_Page extract:_
*** Begin section ***
We have plenty of excuses for torture. Most of them are bad. Evaluating these bad excuses, as ethical philosophers are able to do, should disarm them. We can hope that clear thinking about excuses will prevent future generations–for the sake of their moral health–from falling into the trap.
Ignorance. Senator John McCain knows torture at first hand and condemns it unequivocally. Most of the rest of us don’t have his sort of experience. Does that give us an excuse to condone it or cover it up? Not at all. We can easily read accounts of his torture, along with his heroic response to it. Literature about prison camps is full of tales of torture. With a little imagination, we can feel how torture would affect us. Reading and imagination are crucial to moral education.
Anger and fear. In the grip of fear and anger, people do things they would never do in a calm frame of mind. This is especially true in combat. After heart-rending losses, soldiers are more likely to abuse prisoners or hack up the bodies of enemies they have killed. That’s understandable in the heat of battle. But in the cold-blooded context of the so-called war on terror this excuse has no traction. Of course we are angry at terrorists and we fear what they may do to us, but these feelings are dispositions. They are not the sort of passions that disarm the moral sense. So they do not excuse the torture of detainees after 9/11.
Even in the heat of battle, well-led troops hold back from atrocities. A fellow Vietnam veteran once told me that he had in his power a Viet Cong prisoner, who, he believed, had killed his best friend. He was raging to kill the man, and he could have done it. “What held you back?” I asked. “I knew if I shot him, and word got out, my commander would have me court-martialed.” He was grateful for his commander’s leadership. That saved him from a burden on his conscience.
*** End section ***
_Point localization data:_
*** Begin section ***
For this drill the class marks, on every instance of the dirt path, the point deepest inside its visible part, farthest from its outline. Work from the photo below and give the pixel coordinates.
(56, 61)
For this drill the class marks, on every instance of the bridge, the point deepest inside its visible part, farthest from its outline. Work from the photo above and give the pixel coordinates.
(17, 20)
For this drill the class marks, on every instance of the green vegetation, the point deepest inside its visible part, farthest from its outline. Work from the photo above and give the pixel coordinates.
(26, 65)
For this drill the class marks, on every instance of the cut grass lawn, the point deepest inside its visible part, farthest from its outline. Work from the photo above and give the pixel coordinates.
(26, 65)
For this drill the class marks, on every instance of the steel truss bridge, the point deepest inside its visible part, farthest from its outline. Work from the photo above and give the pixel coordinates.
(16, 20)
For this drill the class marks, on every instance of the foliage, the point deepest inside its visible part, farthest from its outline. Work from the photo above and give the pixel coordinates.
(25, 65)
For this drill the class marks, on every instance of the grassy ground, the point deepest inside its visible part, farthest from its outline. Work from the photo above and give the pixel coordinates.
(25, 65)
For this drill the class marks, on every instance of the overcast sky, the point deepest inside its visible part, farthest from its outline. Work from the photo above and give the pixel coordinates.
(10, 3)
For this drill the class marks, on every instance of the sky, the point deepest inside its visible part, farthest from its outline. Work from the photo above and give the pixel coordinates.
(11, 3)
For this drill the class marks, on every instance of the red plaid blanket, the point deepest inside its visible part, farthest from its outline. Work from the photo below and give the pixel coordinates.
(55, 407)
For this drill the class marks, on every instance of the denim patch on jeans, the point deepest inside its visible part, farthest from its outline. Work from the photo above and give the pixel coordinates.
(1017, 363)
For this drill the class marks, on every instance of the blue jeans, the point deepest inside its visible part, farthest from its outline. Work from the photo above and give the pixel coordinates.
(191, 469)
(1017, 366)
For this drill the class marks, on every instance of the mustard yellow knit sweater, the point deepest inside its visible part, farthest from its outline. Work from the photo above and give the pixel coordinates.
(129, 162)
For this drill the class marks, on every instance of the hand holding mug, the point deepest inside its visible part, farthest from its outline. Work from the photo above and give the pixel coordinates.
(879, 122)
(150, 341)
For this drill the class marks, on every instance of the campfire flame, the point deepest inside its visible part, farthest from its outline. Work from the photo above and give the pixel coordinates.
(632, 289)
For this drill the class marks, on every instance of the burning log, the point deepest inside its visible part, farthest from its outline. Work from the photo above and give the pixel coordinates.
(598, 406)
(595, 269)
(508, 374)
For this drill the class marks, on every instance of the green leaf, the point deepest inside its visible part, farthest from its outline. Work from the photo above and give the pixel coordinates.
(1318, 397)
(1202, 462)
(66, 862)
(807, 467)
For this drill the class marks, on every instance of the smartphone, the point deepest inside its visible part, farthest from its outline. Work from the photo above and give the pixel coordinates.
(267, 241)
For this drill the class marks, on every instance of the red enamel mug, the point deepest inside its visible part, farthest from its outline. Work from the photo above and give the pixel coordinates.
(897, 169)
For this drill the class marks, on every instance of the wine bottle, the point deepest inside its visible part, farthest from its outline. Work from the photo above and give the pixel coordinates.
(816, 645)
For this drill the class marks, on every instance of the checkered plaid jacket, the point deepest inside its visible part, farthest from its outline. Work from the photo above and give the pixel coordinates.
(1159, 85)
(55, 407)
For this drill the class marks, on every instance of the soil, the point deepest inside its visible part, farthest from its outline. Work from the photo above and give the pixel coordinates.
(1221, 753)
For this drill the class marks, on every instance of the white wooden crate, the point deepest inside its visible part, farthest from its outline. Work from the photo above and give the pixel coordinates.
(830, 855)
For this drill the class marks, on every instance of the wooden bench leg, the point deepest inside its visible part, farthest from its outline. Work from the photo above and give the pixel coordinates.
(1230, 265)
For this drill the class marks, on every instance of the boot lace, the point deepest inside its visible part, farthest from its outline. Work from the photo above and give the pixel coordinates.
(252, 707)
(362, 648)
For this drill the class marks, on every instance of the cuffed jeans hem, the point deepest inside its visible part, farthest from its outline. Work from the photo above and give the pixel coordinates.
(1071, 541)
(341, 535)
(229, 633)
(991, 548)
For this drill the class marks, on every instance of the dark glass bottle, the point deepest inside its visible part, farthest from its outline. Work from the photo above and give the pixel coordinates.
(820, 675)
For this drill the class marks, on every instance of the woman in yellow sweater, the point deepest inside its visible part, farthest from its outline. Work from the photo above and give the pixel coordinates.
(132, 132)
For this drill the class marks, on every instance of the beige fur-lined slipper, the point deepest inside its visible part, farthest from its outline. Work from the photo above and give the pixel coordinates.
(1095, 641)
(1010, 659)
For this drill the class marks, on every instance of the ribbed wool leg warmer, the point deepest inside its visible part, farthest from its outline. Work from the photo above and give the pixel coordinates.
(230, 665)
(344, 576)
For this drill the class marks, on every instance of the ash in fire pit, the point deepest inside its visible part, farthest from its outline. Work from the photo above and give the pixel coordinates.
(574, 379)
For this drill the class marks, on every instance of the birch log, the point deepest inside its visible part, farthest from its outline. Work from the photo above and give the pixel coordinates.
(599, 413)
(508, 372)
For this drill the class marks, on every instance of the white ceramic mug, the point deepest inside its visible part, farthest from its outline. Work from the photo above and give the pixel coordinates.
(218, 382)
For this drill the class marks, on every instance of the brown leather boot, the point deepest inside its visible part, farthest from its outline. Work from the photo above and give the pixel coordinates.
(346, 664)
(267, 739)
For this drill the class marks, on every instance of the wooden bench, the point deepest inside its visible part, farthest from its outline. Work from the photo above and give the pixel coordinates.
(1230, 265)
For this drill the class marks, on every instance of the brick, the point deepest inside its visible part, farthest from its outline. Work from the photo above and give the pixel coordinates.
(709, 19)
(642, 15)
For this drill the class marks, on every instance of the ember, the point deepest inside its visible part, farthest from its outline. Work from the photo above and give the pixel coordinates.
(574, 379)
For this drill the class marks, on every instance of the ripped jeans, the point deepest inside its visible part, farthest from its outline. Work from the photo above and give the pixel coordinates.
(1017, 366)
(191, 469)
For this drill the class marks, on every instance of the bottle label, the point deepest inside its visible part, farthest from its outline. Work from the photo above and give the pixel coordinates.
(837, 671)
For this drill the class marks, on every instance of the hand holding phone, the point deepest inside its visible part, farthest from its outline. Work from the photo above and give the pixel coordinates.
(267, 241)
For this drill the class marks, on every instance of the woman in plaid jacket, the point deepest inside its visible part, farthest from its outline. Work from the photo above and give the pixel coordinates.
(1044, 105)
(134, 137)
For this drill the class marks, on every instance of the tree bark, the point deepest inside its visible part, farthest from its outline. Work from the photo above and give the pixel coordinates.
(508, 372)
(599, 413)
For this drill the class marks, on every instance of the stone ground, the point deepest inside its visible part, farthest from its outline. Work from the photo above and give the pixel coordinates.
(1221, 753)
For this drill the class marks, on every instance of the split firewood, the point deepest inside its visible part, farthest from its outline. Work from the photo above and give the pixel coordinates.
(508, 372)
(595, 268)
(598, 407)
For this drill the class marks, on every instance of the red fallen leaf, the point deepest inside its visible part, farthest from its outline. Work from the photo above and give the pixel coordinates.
*** End section ***
_Questions to answer:_
(A) In the passage on excuses for torture, what does the writer say the commander's leadership saved the fellow veteran from?
(B) Substitute "captain" for "commander" in the passage on excuses for torture and write out the stretch from "Even in the" up to and including "on his conscience.".
(C) Proceed with the passage on excuses for torture, picking up after its final sentence.

_Answers in order:_
(A) It saved him from a burden on his conscience.

(B)
Even in the heat of battle, well-led troops hold back from atrocities. A fellow Vietnam veteran once told me that he had in his power a Viet Cong prisoner, who, he believed, had killed his best friend. He was raging to kill the man, and he could have done it. “What held you back?” I asked. “I knew if I shot him, and word got out, my captain would have me court-martialed.” He was grateful for his captain’s leadership. That saved him from a burden on his conscience.

(C)
Saving lives. Defenders of torture say that it has saved American lives. The evidence does not support this, as the Feinstein Committee has shown, but the myth persists. In military intelligence school in 1969 I was taught that torture is rarely effective, because prisoners tell you what they think you want to hear. Or they tell you what they want you to hear. In the case of the Battle of Algiers, one terrorist group gave the French information that led the French to wipe out competing groups.
Suppose, however, that the facts were otherwise, that torture does save lives. That is no excuse. Suppose I go into hospital for an appendectomy and the next day my loved ones come to collect me. What they find is a cadaver with vital organs removed. “Don’t fret,” they are told. “We took his life painlessly under anesthetic and saved five other lives with his organs. A good bargain don’t you think?” No. We all know it is wrong to kill one person merely to save others. What would make it right in the case of torture?
The detainees are guilty of terrible crimes. Perhaps. But we do not know this. They have not had a chance for a hearing. And even if they were found guilty, torture is not permitted under ethics or law.
The ad hominem. The worst excuse possible, but often heard: Criticism of torture is politically motivated. Perhaps so, but that is irrelevant. Attacking the critics is no way to defend torture.
Bad leadership: the “pickle-barrel” excuse. Zimbardo has argued that we should excuse the guards at Abu Ghraib because they had been plunged into a situation that we know turns good people bad. His prison experiment at Stanford proved the point. He compares the guards to cucumbers soaked in a pickle barrel. If the cucumbers turn into pickles, don’t blame them. This is the best of the excuses so far; the bipartisan Schlesinger Commission cited a failure of leadership at Abu Ghraib. Still, this is a weak excuse; not all the guards turned sour. They had choices. But good leadership and supervision would have prevented the problem, as it would at the infamous Salt Pit of which we have just learned.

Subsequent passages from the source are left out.